■ RECORDED INFORMATION ■
■ ■ ■ ■ ■
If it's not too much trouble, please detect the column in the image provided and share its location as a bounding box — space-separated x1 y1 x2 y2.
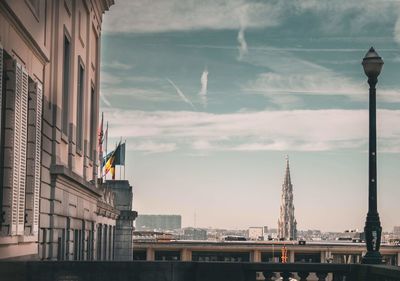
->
146 248 155 261
181 248 192 261
251 250 261 262
289 250 295 263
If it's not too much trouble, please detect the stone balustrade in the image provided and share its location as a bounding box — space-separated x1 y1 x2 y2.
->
0 261 399 281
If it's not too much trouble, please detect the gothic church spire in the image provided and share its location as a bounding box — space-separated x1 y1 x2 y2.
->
278 155 297 240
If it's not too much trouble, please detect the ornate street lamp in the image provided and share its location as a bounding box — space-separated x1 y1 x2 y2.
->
361 47 384 264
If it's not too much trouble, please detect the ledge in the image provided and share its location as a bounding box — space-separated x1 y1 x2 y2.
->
50 164 101 197
96 201 120 219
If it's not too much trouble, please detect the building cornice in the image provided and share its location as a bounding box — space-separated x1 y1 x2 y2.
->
100 0 115 13
96 201 120 219
50 165 101 197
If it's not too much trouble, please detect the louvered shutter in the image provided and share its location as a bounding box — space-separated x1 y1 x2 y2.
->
11 62 22 235
16 64 28 235
32 82 42 234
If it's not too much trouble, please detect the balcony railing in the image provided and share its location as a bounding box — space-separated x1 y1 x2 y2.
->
0 261 399 281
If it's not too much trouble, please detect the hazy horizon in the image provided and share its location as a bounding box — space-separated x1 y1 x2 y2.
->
100 0 400 232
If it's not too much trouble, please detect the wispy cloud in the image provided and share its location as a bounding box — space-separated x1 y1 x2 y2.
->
103 60 133 70
104 0 280 33
100 94 112 107
199 69 208 108
127 141 177 153
394 17 400 45
166 78 196 109
237 27 248 60
241 48 400 104
104 108 400 153
104 0 400 46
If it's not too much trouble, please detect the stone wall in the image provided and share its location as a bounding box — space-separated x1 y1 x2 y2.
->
105 180 137 261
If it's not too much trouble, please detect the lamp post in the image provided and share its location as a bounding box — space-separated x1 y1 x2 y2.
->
361 47 384 264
■ ■ ■ ■ ■
Some lines in the records may hold "lamp"; state how many do, and give no more than that number.

2